- [Problem requirements]: Reproduce the listing below without any change.

[START OF Supplied entries]

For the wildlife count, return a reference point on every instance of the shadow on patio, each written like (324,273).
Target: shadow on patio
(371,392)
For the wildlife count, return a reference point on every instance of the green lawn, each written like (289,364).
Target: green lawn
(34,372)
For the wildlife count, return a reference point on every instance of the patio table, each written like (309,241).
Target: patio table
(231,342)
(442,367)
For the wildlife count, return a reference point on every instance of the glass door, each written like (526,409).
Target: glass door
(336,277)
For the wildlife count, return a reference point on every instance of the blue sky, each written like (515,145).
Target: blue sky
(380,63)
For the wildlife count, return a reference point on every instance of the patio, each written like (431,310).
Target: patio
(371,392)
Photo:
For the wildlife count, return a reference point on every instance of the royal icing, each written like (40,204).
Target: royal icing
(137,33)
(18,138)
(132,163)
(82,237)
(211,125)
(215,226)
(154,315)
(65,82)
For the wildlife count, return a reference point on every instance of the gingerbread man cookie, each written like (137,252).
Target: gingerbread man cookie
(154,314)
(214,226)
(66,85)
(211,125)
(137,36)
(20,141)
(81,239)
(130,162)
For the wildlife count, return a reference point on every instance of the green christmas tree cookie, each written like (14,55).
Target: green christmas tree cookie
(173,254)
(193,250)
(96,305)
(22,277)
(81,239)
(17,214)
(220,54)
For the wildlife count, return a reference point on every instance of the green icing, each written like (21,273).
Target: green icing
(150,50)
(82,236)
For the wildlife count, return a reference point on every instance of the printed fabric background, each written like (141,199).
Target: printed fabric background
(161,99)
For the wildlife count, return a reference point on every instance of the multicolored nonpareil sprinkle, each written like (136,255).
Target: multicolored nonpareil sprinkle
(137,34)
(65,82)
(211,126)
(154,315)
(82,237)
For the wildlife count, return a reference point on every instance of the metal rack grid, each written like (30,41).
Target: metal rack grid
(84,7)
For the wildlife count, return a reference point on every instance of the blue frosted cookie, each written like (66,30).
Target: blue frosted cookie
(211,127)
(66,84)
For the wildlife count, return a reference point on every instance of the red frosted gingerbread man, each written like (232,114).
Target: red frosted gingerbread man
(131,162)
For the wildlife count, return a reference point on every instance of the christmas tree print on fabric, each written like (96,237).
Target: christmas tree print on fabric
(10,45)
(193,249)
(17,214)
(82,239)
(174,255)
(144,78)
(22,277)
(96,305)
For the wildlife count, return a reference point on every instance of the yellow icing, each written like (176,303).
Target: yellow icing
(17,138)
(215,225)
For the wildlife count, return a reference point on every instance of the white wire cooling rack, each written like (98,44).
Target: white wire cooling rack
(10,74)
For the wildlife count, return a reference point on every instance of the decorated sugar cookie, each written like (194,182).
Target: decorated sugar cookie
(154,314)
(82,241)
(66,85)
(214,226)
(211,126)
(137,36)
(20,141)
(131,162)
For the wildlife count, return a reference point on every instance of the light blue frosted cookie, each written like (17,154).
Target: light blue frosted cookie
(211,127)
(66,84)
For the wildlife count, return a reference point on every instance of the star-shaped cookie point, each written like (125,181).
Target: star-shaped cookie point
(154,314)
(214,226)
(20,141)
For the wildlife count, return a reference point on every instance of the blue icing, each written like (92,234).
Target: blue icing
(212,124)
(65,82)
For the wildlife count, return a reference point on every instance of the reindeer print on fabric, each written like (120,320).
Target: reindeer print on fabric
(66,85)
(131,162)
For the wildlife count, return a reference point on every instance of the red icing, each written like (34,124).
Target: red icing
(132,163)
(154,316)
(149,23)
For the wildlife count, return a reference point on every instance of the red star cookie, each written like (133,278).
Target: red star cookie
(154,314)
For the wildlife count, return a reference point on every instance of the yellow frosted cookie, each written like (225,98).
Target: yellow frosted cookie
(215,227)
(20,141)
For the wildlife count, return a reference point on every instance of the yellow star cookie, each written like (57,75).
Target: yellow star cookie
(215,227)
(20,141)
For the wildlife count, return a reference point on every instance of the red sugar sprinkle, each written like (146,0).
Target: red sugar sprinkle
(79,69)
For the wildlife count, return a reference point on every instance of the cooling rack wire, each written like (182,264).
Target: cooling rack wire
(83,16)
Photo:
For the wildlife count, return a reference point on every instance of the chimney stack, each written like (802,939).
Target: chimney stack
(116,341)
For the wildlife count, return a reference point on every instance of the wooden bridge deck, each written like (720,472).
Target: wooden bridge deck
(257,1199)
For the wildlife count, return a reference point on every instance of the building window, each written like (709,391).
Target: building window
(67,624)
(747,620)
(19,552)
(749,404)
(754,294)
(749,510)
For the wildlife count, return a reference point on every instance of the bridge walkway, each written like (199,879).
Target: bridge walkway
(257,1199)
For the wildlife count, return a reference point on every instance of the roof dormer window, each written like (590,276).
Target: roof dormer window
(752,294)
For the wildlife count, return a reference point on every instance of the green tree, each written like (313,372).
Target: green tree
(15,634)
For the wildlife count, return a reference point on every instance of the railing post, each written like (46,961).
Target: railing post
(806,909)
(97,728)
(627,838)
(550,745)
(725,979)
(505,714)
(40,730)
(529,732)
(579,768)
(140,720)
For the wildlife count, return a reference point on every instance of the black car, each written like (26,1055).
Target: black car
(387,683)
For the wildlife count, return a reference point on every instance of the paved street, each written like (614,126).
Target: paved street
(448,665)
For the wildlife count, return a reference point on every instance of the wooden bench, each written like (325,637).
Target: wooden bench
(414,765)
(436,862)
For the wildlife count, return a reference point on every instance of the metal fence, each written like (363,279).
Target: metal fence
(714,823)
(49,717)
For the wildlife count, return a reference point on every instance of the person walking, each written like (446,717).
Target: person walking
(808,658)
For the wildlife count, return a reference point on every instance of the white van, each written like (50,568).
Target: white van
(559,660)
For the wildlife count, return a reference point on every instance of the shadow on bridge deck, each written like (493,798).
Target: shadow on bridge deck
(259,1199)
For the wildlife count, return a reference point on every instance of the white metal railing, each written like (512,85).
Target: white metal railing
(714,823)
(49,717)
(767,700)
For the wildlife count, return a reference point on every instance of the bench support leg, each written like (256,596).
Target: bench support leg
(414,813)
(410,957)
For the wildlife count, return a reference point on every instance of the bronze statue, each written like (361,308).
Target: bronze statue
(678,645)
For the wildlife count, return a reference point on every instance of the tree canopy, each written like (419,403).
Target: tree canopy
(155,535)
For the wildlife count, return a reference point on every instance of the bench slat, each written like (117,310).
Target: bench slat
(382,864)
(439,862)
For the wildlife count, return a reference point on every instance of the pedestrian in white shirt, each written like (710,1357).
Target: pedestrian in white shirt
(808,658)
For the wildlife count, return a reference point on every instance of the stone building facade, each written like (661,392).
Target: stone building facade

[END OF Supplied entries]

- [In response]:
For the wildlife count, return a reference point on every instance of the shadow on patio, each written like (324,273).
Target: shadow on patio
(371,392)
For the wildlife count, return a reference point on every instance of the green lawn, each written like (289,364).
Target: green lawn
(34,372)
For the wildlife count, return a reference point on every instance of the patio table, each written like (309,241).
Target: patio table
(231,342)
(442,367)
For the wildlife count, return a reference point on every instance of the glass door, each written like (526,409).
Target: glass door
(336,277)
For the wildlife count, return a reference point on every instance of the blue sky, each written like (515,145).
Target: blue sky
(380,63)
For the wildlife count, return a reference point on every instance of the patio, each written like (431,310).
Target: patio
(371,392)
Photo:
For the wildlife count, return a reference point on every instance of the royal icing, each written like (40,204).
Target: royal icing
(137,33)
(18,138)
(132,163)
(82,237)
(211,125)
(215,226)
(154,315)
(65,82)
For the wildlife count, return a reference point on every instance of the gingerbread man cookie, each written like (137,252).
Target: gingerbread man cookie
(154,314)
(214,226)
(66,85)
(211,125)
(137,36)
(20,141)
(81,239)
(130,162)
For the wildlife count, return a reference point on every instance of the green christmas tree cookie, each written like (14,55).
Target: green christmas tree cookie
(173,254)
(193,250)
(96,305)
(22,277)
(81,239)
(17,214)
(220,54)
For the wildlife count, return a reference point on every instance of the green icing, each written like (21,273).
Target: green icing
(150,50)
(82,236)
For the wildlife count, return a reference point on every instance of the printed fabric background, each written like (141,199).
Target: printed fabric background
(161,99)
For the wildlife count, return a reference point on every instance of the multicolored nonpareil sprinkle, each written like (136,255).
Target: multicolored nonpareil sprinkle
(137,34)
(65,82)
(211,126)
(154,315)
(82,237)
For the wildlife count, return a reference point on every instance of the metal rack grid, each written like (30,41).
Target: metal rack grid
(84,7)
For the wildlife count, return a reference point on every instance of the blue frosted cookie, each written like (66,30).
Target: blue frosted cookie
(211,127)
(66,84)
For the wildlife count, return a reference point on every instance of the red frosted gingerbread man, each written like (232,114).
Target: red frosted gingerbread man
(131,162)
For the wildlife count, return a reference point on every instance of the christmas tree print on fabric, each written like (96,237).
Target: christmas tree print on fabric
(10,45)
(193,249)
(17,214)
(82,239)
(174,255)
(144,78)
(22,277)
(96,305)
For the wildlife count, return a reference point on every instance of the yellow icing, each written like (176,303).
Target: yellow icing
(17,138)
(215,225)
For the wildlife count, return a reference point on every instance of the white wire cooling rack, each written like (98,44).
Target: white wire cooling rack
(10,74)
For the wildlife count, return a reference point on every instance of the decorated sugar cookie, each written like (194,182).
Target: decorated sugar cookie
(154,314)
(82,241)
(66,85)
(214,226)
(211,126)
(137,36)
(20,141)
(131,162)
For the wildlife count, return a reference point on every instance of the light blue frosted cookie, each written like (17,154).
Target: light blue frosted cookie
(211,127)
(66,84)
For the wildlife count, return a reference point on every instance of the star-shaped cookie point, each written like (125,181).
Target: star-shaped cookie point
(154,314)
(214,226)
(20,141)
For the wildlife count, return a reference point on every instance of the blue icing, each written like (92,234).
Target: blue icing
(212,124)
(65,82)
For the wildlife count, return a reference point on every instance of the reindeer print on fabric, each written like (120,320).
Target: reindeer print on fabric
(66,85)
(131,162)
For the wildlife count, return a reference point on every instance of the red icing, each written like (34,124).
Target: red icing
(132,163)
(154,316)
(149,23)
For the wildlife count, return a reference point on every instance of the red star cookie, each written like (133,278).
Target: red star cookie
(154,314)
For the wildlife count, return a reference point on every instance of the yellow frosted cookie, each written like (225,98).
Target: yellow frosted cookie
(215,227)
(20,141)
For the wildlife count, return a reference point on every instance of the yellow star cookie, each written like (57,75).
Target: yellow star cookie
(215,227)
(20,141)
For the wildlife count, return a reference point on every instance of the red sugar sprinkle, each written like (146,0).
Target: red sugar sprinkle
(79,69)
For the wildlife count, return a reference point on every instance of the cooling rack wire, each written like (182,264).
Target: cooling rack wire
(83,16)
Photo:
For the wildlife count, return a reference point on every instance of the chimney stack, each written like (802,939).
Target: chimney stack
(116,341)
For the wildlife count, return a reference point on every instance of the wooden bridge deck, each written like (720,472).
Target: wooden bridge deck
(257,1199)
For the wildlife count, return a reference point on every instance of the building window, each written like (709,391).
Target: building window
(67,624)
(747,620)
(19,552)
(749,404)
(754,294)
(749,510)
For the wildlife count, return a reference point on every instance of the bridge walkway, each written like (199,879).
Target: bridge walkway
(257,1199)
For the wildlife count, return a reference point on every instance of the roof dormer window, each written like (590,276).
Target: roof dormer window
(752,294)
For the wildlife count, return a reference point on every instance of the green tree, each written like (313,372).
Target: green tree
(15,634)
For the wildlife count, return a reference point on every instance of the railing post, each written like (46,961).
Target: railing post
(806,909)
(97,728)
(627,838)
(550,745)
(725,979)
(505,714)
(40,730)
(529,732)
(579,768)
(140,720)
For the wildlife count, return a reference point on every instance of the black car, each written like (26,1055).
Target: black car
(387,683)
For the wildlife count, return a reference point on every instance of the paved street, each written like (614,126).
Target: paved street
(448,665)
For the wildlife count, return a reference point on every instance of the wooden bench, each written like (325,637).
Target: wooden bench
(414,765)
(436,862)
For the wildlife count, return a reference point on every instance of the metal fence, each written like (363,279).
Target: metal fence
(714,823)
(49,717)
For the wildlife count, return a reference point on every instance of the person walking, each written like (446,717).
Target: person walking
(808,658)
For the wildlife count, return a reference point on every instance of the white van, each written like (50,568).
Target: white van
(559,660)
For the wildlife count, return a reference point on every instance of the shadow on bridge deck, each written like (493,798).
Target: shadow on bridge deck
(259,1199)
For the wildlife count, return a reference point on every instance of the white metal railing, each written like (512,85).
Target: white metal railing
(714,823)
(49,717)
(767,700)
For the wildlife count, return a reference point on every instance of the bench support leg, each written like (256,596).
Target: bench support leg
(414,813)
(410,957)
For the wildlife count, return a reference point on every instance of the bronze statue, each written like (361,308).
Target: bronze statue
(678,645)
For the wildlife count, return a reference point on every instance of the tree canopy, each written like (419,403).
Target: tree canopy
(155,535)
For the wildlife count, return a reference point on every instance of the bench slat, each written like (117,310).
Target: bench slat
(382,864)
(439,862)
For the wildlife count, return a reference point on every instance of the pedestrian in white shirt, each written like (710,1357).
Target: pedestrian in white shirt
(808,658)
For the wildlife count, return a reference point on every instance of the stone building facade, each written like (661,392).
Target: stone building facade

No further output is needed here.